That is the biggest load of horse manure. It is misleading, false and the worst piece of advice/knowledge written here lately.
Rootkits are serious and not once did I write or imply that they are not serious. Hell, this is the first time I even mention them in this thread. A malware infection can be extremely grave on the PC but erasing and re-installing is not a solution for every little problem on a PC. 
Jeez, you are the ministry of disinformation of rolled into one little ball of apple love and fanboy aren't we?

Again, the common answer to problems with XP is not to nuke. It is part of an arsenal. 

What amazing is all the Apple fanboys posting here with full love-ons now that you can install XP on Intel macs - you'd think we have a bunch of repressed closet XP lovers here.


----------



## used to be jwoodget (Aug 22, 2002)

Jeez ArtistSeries, it's time for your meds. Instead of calling us Apple fanboys (BTW, there's an instant turn-off of a posts credibility on any board, let alone a Mac focussed board) perhaps you should look at the perspective of my original post?

I apologise for hurting your sensitivities towards Microsoft by recklessly condemning the solution to any Windows infections as being re-initialization of the drive but, as pointed out by Macaholic, the fact that a senior Microsoft employee made the statement at a public conference that re-initializing is the only way to remove some malware, is both shocking and relevant. The guy was talking to professional system administrators! If they can't effectively disinfect a Windows system, what chances does your average home user? I found the admission very revealing and so did Cringely.

Let's take a look at your post:


> That is the biggest load of horse manure. It is misleading, false and the worst piece of advice/knowledge written here lately.


If you want to literally dissect a sentence, you might want to start with that wonderful piece of drivel. It was you that blew it out of proportion. Hyperbole meet thyself.


----------



## MannyP Design (Jun 8, 2000)

IronMac said:


> There are Mac developers producing original games but the economics of the market dictate that they make smaller, less complicated games. Your examples of Marathon and F-18 Hornet are from 10-12 years ago when Mac sales were still relatively good and the market share was higher. The environment was then able to sustain big development efforts. I applaud the developers who have been willing to stick it out for the Mac platform. :clap:


Ten years (barely)--not twelve. Marathon Infinity was released October of 1996, as was Hornet 2.0 (the one that was extremely popular) in July of 1996. This was also when Apple (infamously) lost hundreds of MILLIONS of dollars in ONE QUARTER! The Mac's marketshare fell from 4.6 percent to 2.2 percent upon Jobs' return. It's believed that Apple's marketshare is back to up around 4.8-5.1 percent.



> *1996:* Apple losses climb to 740 million dollars in the first quarter. Gil Amelio becomes president. Apple buys NeXT and makes Jobs an Apple adviser.
> 
> *1997:* Jobs replaces Amelio as president. Arch-rival Microsoft invests 150 million dollars in the company.
> 
> *1998:* Jobs revamps Apple's product line, churning out colorful 1,300-dollar iMac desktop computers designed with monitors and drives in the same casing.

How to complete this task: Write out the forum thread word for word from "What amazing is" to "XP lovers here.". Rely on nothing but the forum thread.

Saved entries
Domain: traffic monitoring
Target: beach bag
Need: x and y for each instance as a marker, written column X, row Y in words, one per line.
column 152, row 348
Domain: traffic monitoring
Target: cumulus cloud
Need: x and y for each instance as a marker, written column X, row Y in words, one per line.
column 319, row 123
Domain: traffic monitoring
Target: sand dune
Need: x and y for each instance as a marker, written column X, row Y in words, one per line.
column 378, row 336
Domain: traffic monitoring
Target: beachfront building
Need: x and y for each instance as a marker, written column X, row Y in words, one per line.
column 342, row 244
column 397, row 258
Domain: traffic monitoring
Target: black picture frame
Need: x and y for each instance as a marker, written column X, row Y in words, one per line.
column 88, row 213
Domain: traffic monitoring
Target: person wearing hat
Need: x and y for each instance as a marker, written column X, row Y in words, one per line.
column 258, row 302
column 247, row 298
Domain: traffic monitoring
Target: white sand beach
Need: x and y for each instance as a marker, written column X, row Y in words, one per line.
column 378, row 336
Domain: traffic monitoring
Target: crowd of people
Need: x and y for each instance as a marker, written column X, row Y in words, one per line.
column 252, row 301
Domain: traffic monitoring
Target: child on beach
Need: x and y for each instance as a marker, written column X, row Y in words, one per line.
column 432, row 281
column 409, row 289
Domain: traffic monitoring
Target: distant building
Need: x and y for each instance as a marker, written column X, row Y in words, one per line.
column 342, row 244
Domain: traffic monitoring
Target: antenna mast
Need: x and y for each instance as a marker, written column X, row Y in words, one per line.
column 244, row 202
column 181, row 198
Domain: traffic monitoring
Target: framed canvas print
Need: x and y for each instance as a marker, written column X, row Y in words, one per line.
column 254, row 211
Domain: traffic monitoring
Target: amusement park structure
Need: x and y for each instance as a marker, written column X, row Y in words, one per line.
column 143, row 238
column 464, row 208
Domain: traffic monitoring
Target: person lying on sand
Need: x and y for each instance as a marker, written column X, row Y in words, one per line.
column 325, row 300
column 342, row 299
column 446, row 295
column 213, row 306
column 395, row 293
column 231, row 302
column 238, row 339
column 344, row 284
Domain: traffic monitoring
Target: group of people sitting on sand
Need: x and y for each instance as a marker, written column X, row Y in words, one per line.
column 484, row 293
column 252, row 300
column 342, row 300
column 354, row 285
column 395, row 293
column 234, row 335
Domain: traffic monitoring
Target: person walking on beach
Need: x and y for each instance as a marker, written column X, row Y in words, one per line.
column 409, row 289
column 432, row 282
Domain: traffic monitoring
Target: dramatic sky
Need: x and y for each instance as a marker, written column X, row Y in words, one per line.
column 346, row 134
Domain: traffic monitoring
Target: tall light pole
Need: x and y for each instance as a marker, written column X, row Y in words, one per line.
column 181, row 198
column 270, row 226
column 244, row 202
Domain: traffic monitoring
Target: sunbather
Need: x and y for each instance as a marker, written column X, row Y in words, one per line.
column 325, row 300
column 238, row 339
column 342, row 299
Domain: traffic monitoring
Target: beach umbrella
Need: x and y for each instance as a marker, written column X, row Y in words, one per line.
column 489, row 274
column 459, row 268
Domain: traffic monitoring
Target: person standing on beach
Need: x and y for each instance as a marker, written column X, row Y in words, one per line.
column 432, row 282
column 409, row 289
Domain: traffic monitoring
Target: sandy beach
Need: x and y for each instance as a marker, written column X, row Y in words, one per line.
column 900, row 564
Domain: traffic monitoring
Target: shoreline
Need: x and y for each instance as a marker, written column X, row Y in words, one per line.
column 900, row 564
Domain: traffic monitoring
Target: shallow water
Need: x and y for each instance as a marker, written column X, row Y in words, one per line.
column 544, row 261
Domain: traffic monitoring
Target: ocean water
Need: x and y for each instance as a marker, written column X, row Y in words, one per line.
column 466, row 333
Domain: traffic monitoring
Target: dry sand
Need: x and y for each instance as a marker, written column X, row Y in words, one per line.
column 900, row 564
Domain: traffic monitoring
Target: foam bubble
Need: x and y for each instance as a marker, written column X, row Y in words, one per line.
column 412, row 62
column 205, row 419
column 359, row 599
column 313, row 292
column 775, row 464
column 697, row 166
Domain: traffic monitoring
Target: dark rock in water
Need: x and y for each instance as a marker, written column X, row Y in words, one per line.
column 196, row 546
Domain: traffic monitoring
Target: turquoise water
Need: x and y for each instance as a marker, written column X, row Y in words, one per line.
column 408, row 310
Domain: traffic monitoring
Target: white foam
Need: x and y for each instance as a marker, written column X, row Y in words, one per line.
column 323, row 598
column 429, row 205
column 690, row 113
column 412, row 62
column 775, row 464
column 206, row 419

Problem solution:
What amazing is all the Apple fanboys posting here with full love-ons now that you can install XP on Intel macs - you'd think we have a bunch of repressed closet XP lovers here.